Selected excerpt.
☆ ☆ ☆ ☆ ☆ ☆ ☆
I've had to aggressively de-pointerize this code to bring it back into the realm of understandability, and the end result is this:

void LamVelProf(double dP, double L, double d, double mu)
{
    double R = d/2;
    double offset = 0.001;
    
    double profile[7500][4];
    
    int i = 0;
    
    for (double r = 0; r < (R + (offset/2)); r += offset) {
        double vx = 0.0; // Initialize appropriately
        double gvx = 0.0;

        profile[i][0] = r;

        // No idea what this does, or why the return value is ignored
        LamVelProCalc(dP, L, d, mu, r, vx);

        profile[i][1] = vx;

        // No idea what this does, or why the return value is ignored
        LamGenProCalc(r, d, gvx);

        profile[i][2] = gvx;//Results from general profile
        profile[i][3] = i+1;
        
        ++i; //Increasing count by 1
    }

    printf("%i rows generated\n", i);
    
    for(int row = 0; row < i + 1; ++row)
    {
        for(int col = 0; col < 4; ++col)
        {
            printf("%f", profile[row][col]);
            
            if (col == 3) {
                printf("\n");
            } else {
                printf("\t");
            }
        }
    }
}

As you can see there's two function calls buried in there that should probably have pointer arguments, my guess is vx and gvx are intended to be manipulated by that function. In C it is common to use use pointers to manipulate external variables, so a pointer argument almost always means "array" or "mutable argument" depending on context.

In other words I'd expect to see:

LamVelProCalc(dP, L, d, mu, r, &vx);

Or even better:

double vx = LamVelProCalc(dP, L, d, mu, r);

Where that value is explicitly returned instead.
☆ ☆ ☆ ☆ ☆ ☆ ☆
Data listing
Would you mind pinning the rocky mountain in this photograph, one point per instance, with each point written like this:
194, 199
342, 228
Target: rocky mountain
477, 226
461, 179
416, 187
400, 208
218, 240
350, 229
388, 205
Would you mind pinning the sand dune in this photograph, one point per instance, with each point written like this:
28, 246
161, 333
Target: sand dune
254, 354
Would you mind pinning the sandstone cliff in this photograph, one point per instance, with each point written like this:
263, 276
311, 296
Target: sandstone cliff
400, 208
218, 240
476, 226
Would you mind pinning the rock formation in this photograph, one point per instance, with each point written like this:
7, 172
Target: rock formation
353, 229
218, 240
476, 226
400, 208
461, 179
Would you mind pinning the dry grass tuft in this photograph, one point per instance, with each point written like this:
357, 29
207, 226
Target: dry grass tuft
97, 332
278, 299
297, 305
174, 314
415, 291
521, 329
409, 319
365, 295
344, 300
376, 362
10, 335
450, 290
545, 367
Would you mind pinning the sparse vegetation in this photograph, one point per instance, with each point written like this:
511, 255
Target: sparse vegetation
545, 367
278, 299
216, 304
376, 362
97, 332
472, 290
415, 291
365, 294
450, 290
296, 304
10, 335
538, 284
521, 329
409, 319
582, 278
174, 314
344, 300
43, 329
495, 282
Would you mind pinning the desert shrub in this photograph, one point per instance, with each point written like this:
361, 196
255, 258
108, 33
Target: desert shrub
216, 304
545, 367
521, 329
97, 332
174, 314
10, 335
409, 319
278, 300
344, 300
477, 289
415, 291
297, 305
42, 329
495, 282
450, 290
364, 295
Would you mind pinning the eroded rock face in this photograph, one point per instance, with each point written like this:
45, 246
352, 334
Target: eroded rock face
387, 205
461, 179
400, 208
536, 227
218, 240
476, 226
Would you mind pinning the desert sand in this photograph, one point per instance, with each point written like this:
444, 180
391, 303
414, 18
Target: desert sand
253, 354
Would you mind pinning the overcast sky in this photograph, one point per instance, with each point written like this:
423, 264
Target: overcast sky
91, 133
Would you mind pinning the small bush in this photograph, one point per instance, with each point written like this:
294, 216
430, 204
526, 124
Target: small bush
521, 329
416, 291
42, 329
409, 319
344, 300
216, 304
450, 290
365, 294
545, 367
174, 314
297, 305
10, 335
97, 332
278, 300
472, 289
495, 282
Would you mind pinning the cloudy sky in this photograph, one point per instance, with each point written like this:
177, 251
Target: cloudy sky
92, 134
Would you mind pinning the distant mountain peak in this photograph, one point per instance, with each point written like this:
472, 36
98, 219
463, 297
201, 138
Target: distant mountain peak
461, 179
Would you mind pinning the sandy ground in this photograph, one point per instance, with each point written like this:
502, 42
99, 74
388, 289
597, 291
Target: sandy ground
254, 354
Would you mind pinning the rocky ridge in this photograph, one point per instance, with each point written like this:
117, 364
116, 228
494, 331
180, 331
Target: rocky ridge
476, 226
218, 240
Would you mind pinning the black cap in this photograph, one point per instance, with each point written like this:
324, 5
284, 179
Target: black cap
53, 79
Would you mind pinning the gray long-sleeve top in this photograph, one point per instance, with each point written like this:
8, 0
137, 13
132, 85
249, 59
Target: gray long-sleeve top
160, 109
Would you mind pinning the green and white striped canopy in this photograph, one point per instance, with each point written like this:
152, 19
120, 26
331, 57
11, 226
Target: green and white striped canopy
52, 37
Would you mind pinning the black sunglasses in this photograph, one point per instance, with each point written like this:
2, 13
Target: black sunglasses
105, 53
☆ ☆ ☆ ☆ ☆ ☆ ☆
Objective.
Answer these questions using the code excerpt above:
1. What value is assigned to the variable offset?
2. What are the dimensions declared for the profile array?
3. According to the commentary after the code, what does a pointer argument in C almost always mean?

Reply to the task.
1. 0.001
2. 7500 by 4 (double profile[7500][4])
3. "Array" or "mutable argument," depending on context.